Task directions:
Reproduce the material below word for word, starting from its first line and ending with the line that contains "x=688, y=390". Omit the pictures from your copy.

-- Start Materials provided --

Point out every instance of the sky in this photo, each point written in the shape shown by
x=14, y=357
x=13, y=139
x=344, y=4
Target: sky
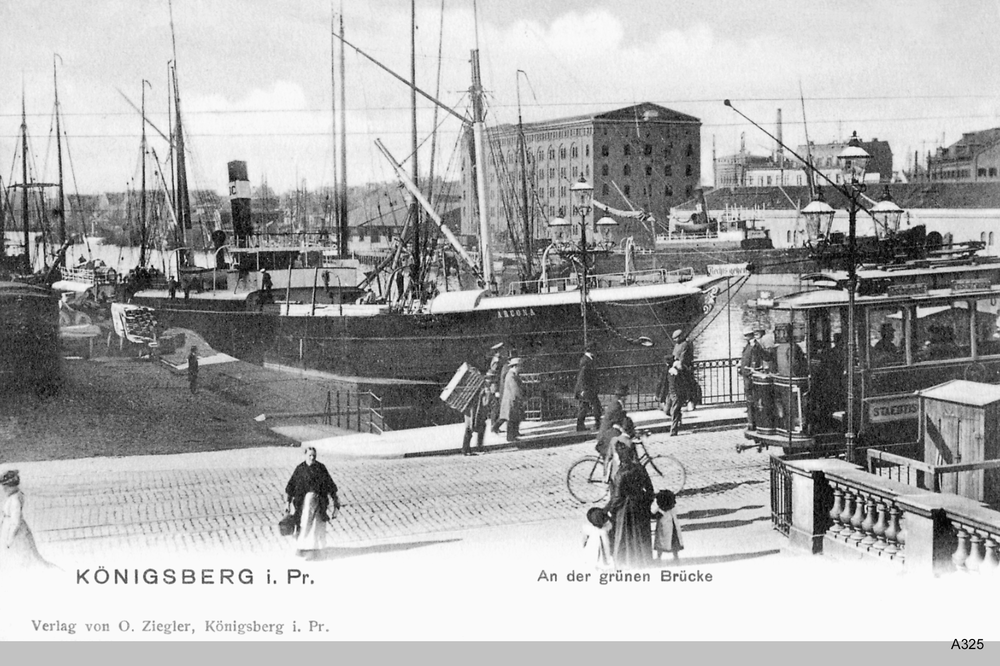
x=255, y=76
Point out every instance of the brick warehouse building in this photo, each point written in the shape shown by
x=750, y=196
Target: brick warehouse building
x=650, y=153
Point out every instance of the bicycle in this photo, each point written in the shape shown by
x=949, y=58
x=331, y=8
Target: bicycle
x=588, y=484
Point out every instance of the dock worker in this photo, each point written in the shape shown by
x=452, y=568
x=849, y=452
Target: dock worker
x=586, y=392
x=752, y=360
x=615, y=415
x=512, y=401
x=493, y=368
x=193, y=370
x=266, y=286
x=688, y=390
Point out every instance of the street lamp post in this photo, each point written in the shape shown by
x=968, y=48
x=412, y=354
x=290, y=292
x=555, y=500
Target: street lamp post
x=854, y=162
x=580, y=200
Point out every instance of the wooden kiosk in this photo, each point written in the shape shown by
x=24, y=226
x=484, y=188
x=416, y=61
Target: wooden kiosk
x=960, y=424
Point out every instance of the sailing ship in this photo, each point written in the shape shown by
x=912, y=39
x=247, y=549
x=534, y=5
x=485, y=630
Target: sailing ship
x=423, y=336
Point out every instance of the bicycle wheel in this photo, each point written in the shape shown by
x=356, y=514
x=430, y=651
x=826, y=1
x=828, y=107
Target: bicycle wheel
x=667, y=472
x=585, y=480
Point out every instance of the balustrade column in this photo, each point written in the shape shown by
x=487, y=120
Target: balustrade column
x=975, y=559
x=961, y=549
x=991, y=561
x=880, y=527
x=868, y=524
x=901, y=538
x=892, y=532
x=838, y=508
x=845, y=515
x=857, y=519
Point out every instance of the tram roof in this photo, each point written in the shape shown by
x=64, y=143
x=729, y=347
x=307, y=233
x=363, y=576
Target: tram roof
x=824, y=298
x=910, y=271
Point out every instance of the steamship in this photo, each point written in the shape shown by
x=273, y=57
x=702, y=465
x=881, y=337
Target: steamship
x=312, y=318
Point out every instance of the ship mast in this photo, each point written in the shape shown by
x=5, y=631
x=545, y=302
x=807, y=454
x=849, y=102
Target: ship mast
x=62, y=195
x=24, y=184
x=524, y=181
x=142, y=196
x=415, y=277
x=183, y=205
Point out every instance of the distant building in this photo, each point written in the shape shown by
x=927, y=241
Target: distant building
x=649, y=153
x=975, y=157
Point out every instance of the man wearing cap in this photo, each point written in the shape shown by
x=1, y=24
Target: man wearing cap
x=266, y=285
x=512, y=400
x=614, y=416
x=751, y=360
x=687, y=386
x=193, y=370
x=493, y=386
x=586, y=392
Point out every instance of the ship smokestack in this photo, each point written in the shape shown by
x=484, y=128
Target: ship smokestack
x=779, y=155
x=239, y=201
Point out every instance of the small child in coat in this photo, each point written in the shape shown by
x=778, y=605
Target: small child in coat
x=667, y=537
x=597, y=539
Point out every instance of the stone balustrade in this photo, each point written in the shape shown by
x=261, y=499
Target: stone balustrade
x=837, y=509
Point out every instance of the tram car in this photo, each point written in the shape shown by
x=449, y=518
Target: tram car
x=30, y=357
x=916, y=326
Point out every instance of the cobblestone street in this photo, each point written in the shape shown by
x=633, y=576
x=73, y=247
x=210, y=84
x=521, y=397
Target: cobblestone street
x=231, y=500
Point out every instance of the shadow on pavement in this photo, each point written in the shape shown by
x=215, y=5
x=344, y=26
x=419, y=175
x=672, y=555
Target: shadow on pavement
x=698, y=514
x=723, y=524
x=337, y=553
x=717, y=488
x=717, y=559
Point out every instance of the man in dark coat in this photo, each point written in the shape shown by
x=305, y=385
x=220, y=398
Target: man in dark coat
x=475, y=421
x=614, y=416
x=751, y=360
x=586, y=392
x=193, y=370
x=687, y=385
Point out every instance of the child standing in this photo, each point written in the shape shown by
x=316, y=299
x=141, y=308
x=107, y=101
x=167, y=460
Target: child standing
x=667, y=537
x=597, y=539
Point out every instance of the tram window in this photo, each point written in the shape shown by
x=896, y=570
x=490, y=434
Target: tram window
x=788, y=357
x=886, y=341
x=988, y=327
x=942, y=332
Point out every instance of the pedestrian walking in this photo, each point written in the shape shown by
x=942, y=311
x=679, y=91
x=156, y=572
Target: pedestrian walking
x=586, y=392
x=494, y=384
x=475, y=421
x=687, y=386
x=597, y=540
x=309, y=493
x=751, y=360
x=193, y=370
x=266, y=285
x=670, y=396
x=631, y=499
x=615, y=416
x=17, y=543
x=667, y=536
x=512, y=400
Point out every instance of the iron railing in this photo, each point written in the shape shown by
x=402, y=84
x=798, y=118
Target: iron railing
x=550, y=394
x=781, y=496
x=365, y=409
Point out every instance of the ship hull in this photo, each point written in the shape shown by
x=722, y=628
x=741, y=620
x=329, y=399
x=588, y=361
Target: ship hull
x=548, y=336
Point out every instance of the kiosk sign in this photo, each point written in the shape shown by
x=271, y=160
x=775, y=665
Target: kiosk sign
x=893, y=408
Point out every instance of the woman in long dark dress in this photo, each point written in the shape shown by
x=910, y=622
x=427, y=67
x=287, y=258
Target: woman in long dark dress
x=309, y=492
x=629, y=507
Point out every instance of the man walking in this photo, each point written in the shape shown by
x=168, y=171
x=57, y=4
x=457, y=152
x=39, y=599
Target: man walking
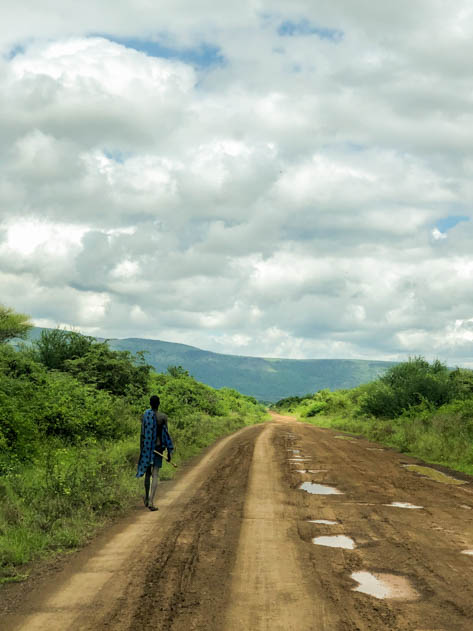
x=154, y=437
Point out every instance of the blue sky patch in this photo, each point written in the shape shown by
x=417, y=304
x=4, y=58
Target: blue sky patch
x=202, y=56
x=304, y=27
x=445, y=224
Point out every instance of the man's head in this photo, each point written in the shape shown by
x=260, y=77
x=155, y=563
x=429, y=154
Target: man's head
x=154, y=402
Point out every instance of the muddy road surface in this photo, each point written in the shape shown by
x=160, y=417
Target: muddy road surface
x=278, y=526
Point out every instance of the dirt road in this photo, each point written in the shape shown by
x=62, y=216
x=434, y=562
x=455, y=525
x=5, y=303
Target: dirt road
x=235, y=546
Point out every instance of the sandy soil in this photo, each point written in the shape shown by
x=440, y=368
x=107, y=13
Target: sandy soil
x=231, y=547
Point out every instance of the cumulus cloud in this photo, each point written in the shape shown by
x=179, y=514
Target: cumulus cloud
x=302, y=197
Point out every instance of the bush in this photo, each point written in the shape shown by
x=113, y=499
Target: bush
x=409, y=384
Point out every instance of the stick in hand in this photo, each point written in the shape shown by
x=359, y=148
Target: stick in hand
x=163, y=456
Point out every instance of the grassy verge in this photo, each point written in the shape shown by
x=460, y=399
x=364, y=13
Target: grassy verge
x=437, y=438
x=60, y=501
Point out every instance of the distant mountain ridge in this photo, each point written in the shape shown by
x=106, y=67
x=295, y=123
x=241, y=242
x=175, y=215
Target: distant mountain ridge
x=264, y=378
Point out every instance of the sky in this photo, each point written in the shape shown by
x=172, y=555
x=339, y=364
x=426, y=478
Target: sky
x=279, y=179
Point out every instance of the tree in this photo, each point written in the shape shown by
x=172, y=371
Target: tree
x=13, y=324
x=56, y=346
x=117, y=372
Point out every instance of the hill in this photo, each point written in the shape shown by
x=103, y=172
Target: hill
x=264, y=378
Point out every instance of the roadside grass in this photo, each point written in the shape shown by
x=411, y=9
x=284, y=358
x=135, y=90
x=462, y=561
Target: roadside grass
x=437, y=438
x=59, y=501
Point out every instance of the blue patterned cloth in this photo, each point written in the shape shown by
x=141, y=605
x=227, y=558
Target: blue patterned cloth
x=149, y=441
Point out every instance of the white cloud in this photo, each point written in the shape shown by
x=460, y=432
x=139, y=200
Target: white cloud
x=285, y=202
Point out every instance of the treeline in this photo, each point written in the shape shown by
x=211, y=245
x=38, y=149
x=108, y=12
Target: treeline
x=70, y=410
x=416, y=406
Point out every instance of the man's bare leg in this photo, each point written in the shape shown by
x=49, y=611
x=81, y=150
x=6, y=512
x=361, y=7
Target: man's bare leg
x=147, y=485
x=154, y=486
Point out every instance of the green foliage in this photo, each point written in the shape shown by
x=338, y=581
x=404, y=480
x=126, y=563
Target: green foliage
x=421, y=408
x=69, y=437
x=117, y=372
x=13, y=325
x=177, y=372
x=409, y=384
x=56, y=346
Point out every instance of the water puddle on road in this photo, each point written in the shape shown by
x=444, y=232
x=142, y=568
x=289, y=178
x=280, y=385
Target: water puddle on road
x=384, y=586
x=403, y=505
x=433, y=474
x=337, y=541
x=319, y=489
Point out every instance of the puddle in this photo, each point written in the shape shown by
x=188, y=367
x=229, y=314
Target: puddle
x=319, y=489
x=384, y=586
x=403, y=505
x=433, y=474
x=337, y=541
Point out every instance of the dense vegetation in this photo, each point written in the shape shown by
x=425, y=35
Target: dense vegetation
x=265, y=379
x=416, y=406
x=70, y=410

-- End Materials provided --

Response to the task:
Point out every instance of the sky in this photo, each point written in the shape shown by
x=14, y=357
x=13, y=139
x=344, y=4
Target: sky
x=255, y=76
Point out every instance of the brick warehouse building in this photo, each point written in the shape shown by
x=750, y=196
Target: brick warehouse building
x=650, y=153
Point out every instance of the bicycle in this photo, each point written in the shape shown by
x=949, y=58
x=331, y=8
Target: bicycle
x=588, y=484
Point out every instance of the dock worker in this photo, each point written in the shape shown by
x=452, y=568
x=849, y=452
Target: dock worker
x=586, y=392
x=752, y=360
x=615, y=415
x=512, y=401
x=493, y=368
x=193, y=370
x=266, y=286
x=688, y=390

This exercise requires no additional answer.